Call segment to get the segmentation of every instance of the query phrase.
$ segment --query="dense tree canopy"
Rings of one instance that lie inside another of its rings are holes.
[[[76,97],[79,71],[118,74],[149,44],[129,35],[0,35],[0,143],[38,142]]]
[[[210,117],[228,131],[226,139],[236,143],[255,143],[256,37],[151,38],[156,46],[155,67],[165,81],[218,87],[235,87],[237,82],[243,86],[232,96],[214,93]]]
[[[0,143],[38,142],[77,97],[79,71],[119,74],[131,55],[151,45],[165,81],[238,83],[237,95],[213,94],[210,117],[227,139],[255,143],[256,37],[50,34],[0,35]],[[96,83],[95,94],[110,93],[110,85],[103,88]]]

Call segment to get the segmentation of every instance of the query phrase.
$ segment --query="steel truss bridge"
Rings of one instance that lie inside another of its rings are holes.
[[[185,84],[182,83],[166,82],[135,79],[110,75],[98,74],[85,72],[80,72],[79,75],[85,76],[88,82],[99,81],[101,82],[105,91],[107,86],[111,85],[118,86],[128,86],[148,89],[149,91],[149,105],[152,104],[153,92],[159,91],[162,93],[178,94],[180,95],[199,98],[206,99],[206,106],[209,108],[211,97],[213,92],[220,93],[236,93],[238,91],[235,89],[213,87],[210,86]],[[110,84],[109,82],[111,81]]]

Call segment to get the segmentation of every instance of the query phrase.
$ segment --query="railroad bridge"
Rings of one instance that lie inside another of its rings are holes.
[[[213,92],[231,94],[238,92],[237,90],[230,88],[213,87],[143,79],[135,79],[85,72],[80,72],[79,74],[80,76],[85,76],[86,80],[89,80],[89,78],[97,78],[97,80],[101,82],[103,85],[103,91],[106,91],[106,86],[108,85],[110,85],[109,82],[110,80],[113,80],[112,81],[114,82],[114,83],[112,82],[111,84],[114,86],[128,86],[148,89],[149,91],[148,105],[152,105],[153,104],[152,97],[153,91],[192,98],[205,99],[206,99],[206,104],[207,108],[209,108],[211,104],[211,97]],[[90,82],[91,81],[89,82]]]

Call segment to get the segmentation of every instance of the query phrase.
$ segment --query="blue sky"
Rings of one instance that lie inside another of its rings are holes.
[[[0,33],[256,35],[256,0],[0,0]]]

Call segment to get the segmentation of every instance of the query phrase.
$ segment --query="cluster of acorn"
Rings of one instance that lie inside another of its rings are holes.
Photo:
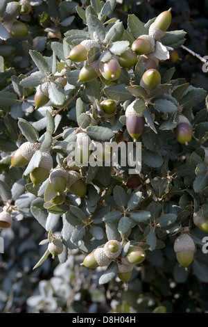
[[[31,10],[32,6],[28,0],[11,1],[7,4],[6,11],[2,15],[3,25],[8,30],[10,38],[24,38],[28,33],[28,26],[25,23],[16,18],[11,19],[12,13],[17,12],[17,15],[27,15]]]
[[[108,266],[114,260],[118,265],[117,276],[124,282],[131,278],[134,266],[141,264],[146,258],[146,252],[141,247],[130,246],[125,256],[122,257],[122,245],[116,240],[108,241],[103,248],[97,248],[89,253],[83,262],[87,268],[95,269]]]

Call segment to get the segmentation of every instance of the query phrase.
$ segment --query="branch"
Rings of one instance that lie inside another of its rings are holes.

• _Instructions to follow_
Reproduce the entire listing above verbatim, first line through last, and omit any pictures.

• _Answer to this exercise_
Call segment to get the segmentation of every instance of the query phrase.
$ segment --query="dense tree canopy"
Rings of one instance that lie inside another of its rings are holes.
[[[76,97],[79,71],[118,74],[149,44],[129,35],[0,35],[0,143],[38,142]]]
[[[210,117],[228,131],[226,139],[236,143],[255,143],[256,37],[151,38],[156,46],[155,67],[165,81],[218,87],[235,87],[237,82],[243,86],[232,96],[214,93]]]
[[[0,143],[38,142],[77,97],[79,71],[119,74],[131,55],[151,45],[165,81],[238,83],[237,95],[213,94],[210,117],[227,139],[255,143],[256,37],[50,34],[0,35]],[[96,83],[95,94],[110,93],[110,85],[103,88]]]

Call segment to get the segmentation of every instance of the query phrase.
$ segment --query="steel truss bridge"
Rings of one instance that lie inside another of its rings are holes.
[[[185,84],[182,83],[166,82],[135,79],[110,75],[98,74],[85,72],[80,72],[79,75],[85,76],[88,82],[99,81],[101,82],[105,91],[107,86],[111,85],[118,86],[128,86],[148,89],[149,91],[149,105],[152,104],[153,92],[159,91],[162,93],[178,94],[180,95],[199,98],[206,99],[206,106],[209,108],[211,97],[213,92],[220,93],[236,93],[238,91],[235,89],[213,87],[210,86]],[[110,84],[109,82],[111,81]]]

Call segment to get the segmentation of every instance of the query phrase.
$ segment --query="railroad bridge"
Rings of one instance that lie inside another of its rings are holes.
[[[213,92],[231,94],[238,92],[237,90],[230,88],[213,87],[143,79],[135,79],[85,72],[80,72],[79,74],[80,76],[85,76],[86,80],[89,80],[89,78],[97,78],[97,80],[101,82],[103,85],[103,91],[106,91],[106,86],[108,85],[110,85],[109,82],[110,80],[113,80],[112,81],[114,82],[114,83],[112,82],[111,84],[114,86],[128,86],[148,89],[149,91],[148,105],[152,105],[153,104],[152,97],[153,91],[192,98],[205,99],[206,99],[206,104],[207,108],[209,108],[211,104],[211,97]],[[90,82],[91,81],[89,82]]]

Call segment to get the segmentation of every instance of the query phrase.
$ segment --query="blue sky"
Rings of one instance that lie inside another of its rings are holes.
[[[0,33],[256,35],[256,0],[0,0]]]

Call segment to get the segmentation of every instance of the query phrase.
$ segment --query="cluster of acorn"
Rings of one instance that lie inside another of its rings are holes.
Photo:
[[[31,10],[32,6],[28,0],[11,1],[7,4],[6,11],[2,15],[3,25],[8,30],[10,38],[24,38],[28,33],[28,26],[25,23],[16,18],[11,19],[12,13],[17,12],[17,15],[27,15]]]
[[[108,266],[114,260],[118,265],[117,276],[124,282],[131,278],[134,266],[141,264],[146,258],[146,252],[141,247],[130,246],[125,256],[122,257],[122,245],[116,240],[108,241],[103,248],[97,248],[89,253],[83,262],[87,268],[95,269]]]

Call segment to get the segmentation of every instance of the query phrase.
$ segment --query="branch"
Rings of one instance that lie inside another of its rings are holes.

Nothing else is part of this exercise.